What is being asked —
Which lines of the material below contain the word "instance"? Return each of them in full.

Given data —
-- START --
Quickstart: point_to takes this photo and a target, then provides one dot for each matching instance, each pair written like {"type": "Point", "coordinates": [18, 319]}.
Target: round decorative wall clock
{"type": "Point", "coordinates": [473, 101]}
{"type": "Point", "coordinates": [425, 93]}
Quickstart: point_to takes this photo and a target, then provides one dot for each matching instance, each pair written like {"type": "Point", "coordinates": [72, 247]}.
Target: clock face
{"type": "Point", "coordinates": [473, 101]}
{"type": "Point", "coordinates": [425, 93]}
-- END --
-- START --
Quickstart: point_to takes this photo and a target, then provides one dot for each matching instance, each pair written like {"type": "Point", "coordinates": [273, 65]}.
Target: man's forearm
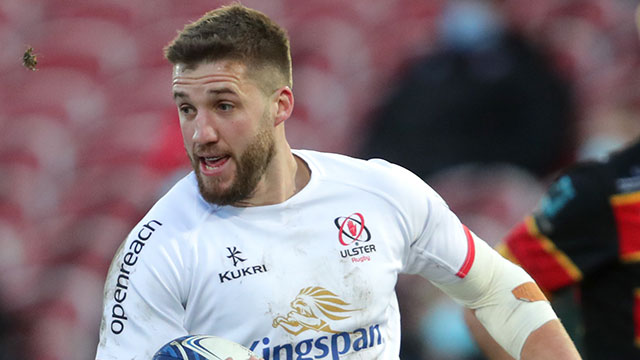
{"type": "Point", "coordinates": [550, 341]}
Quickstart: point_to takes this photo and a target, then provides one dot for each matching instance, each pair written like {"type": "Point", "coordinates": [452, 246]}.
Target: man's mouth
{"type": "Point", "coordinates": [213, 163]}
-- END --
-- START --
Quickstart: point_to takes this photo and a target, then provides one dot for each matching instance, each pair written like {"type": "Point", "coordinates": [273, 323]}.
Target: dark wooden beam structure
-- END --
Written solution —
Quickstart: point_to takes this photo and a target, then provides one dot for each matching instance, each pair written like {"type": "Point", "coordinates": [18, 319]}.
Quickstart: point_to takes this photo and a target, then provides one dot for each matching instance, each pair written like {"type": "Point", "coordinates": [72, 247]}.
Quickstart: point_to takes this photo and a target, then provides one dot for each matching instance, each pair written like {"type": "Point", "coordinates": [273, 65]}.
Quickstart: point_to takes this photo and a target, then provides one dot for each matching instance, each pair written like {"type": "Point", "coordinates": [452, 246]}.
Quickstart: point_to takes this photo and a target, then provides one dot for each matching instance, each pair written like {"type": "Point", "coordinates": [273, 323]}.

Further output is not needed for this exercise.